(Tâche brève 1):
Recopiez fidèlement les lignes des enregistrements, en commençant par la ligne qui contient "# outline every" et en poursuivant jusqu'à la ligne qui contient "Outlines of the", ces deux lignes comprises.

(Texte de la page):
________________________

Votre exposé n’incite guère à l’optimisme. Comment sortir de cette auberge?

C’est vrai que les temps sont davantage aux replis qu’aux avancées. Il y a cependant des éléments sur base desquels on peut (re)construire. Ainsi l’engagement du Parlement wallon sur le CETA a permis un travail de fond exceptionnel et a rappelé à notre société ce qu’est la démocratie. Je viens de faire la proposition à notre ami Jean De Munck d’organiser à quelques-uns une analyse parallèle du traitement politique de la crise grecque (2015) et du travail politique wallon sur le CETA.

Pour recomposer un rapport de forces favorables à l’échelon européen, vous avez suggéré de fédérer les mouvements citoyens, la société civile et les syndicats autour d’enjeux communs. N’y a-t-il pas lieu d’inclure aussi des politiques dans cet effort, sachant qu’en fin de compte c’est le pouvoir politique qui devra adopter les changements normatifs et institutionnels nécessaires?

Oui, l’expérience présente du CETA montre l’importance du soutien aux politiques: Paul Magnette et André Antoine se sont effectivement sentis portés par les mouvements sociaux. Oui, il faut inclure les politiques dans notre effort pour développer une véritable intelligence collective.

Pourquoi, lorsqu’ils étaient majoritaires au sein de l’Union européenne, les gouvernements de gauche n’ont-ils pas changé l’orientation politique générale de cette UE, mais se sont-ils inscrits dans la voie dominante du libéralisme dérégulé?

Ils ont été effectivement emportés par la vague de la pensée unique de cet ultralibéralisme: dérégulation, dévalorisation des services publics et de la fiscalité, etc. Aujourd’hui, il faut que les gouvernements prennent conscience du manque croissant de soutien de leurs citoyens dans cette voie.

________________________

(Enregistrements fournis):
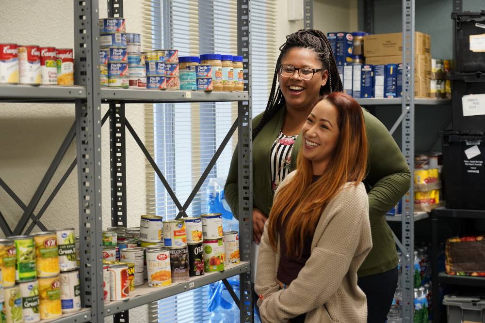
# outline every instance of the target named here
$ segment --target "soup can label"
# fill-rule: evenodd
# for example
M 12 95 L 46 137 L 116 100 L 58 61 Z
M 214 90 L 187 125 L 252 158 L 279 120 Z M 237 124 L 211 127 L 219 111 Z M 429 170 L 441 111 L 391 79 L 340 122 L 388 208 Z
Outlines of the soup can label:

________________________

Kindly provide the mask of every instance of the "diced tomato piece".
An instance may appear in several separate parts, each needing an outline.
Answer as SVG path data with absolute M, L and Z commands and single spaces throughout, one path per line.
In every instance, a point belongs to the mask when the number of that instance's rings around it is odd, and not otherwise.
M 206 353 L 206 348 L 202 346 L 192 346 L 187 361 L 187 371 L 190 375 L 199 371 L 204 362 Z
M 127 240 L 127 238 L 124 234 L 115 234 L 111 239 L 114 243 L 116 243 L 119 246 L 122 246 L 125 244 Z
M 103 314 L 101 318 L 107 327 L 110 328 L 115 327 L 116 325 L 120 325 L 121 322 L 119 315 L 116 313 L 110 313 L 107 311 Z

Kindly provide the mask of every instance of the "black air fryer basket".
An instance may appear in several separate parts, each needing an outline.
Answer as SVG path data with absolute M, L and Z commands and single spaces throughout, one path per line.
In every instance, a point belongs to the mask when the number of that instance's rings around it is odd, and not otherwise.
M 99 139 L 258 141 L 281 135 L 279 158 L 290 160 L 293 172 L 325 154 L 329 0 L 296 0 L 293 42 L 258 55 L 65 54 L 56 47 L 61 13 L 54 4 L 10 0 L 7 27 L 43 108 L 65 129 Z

________________________

(Tâche brève 2):
Répondez aux questions suivantes d'après l'entretien sur l'Europe et le CETA.
(a) Quel engagement a rappelé à notre société ce qu'est la démocratie ?
(b) Quels responsables politiques se sont sentis portés par les mouvements sociaux ?
(c) Par quelle vague les gouvernements de gauche ont-ils été emportés ?

(Solution proposée 1):
# outline every instance of the target named here
$ segment --target "soup can label"
# fill-rule: evenodd
# for example
M 12 95 L 46 137 L 116 100 L 58 61 Z
M 214 90 L 187 125 L 252 158 L 279 120 Z M 237 124 L 211 127 L 219 111 Z M 429 170 L 441 111 L 391 79 L 340 122 L 388 208 Z
Outlines of the soup can label:

(Solution proposée 2):
(a) L'engagement du Parlement wallon sur le CETA.
(b) Paul Magnette et André Antoine.
(c) La vague de la pensée unique de l'ultralibéralisme.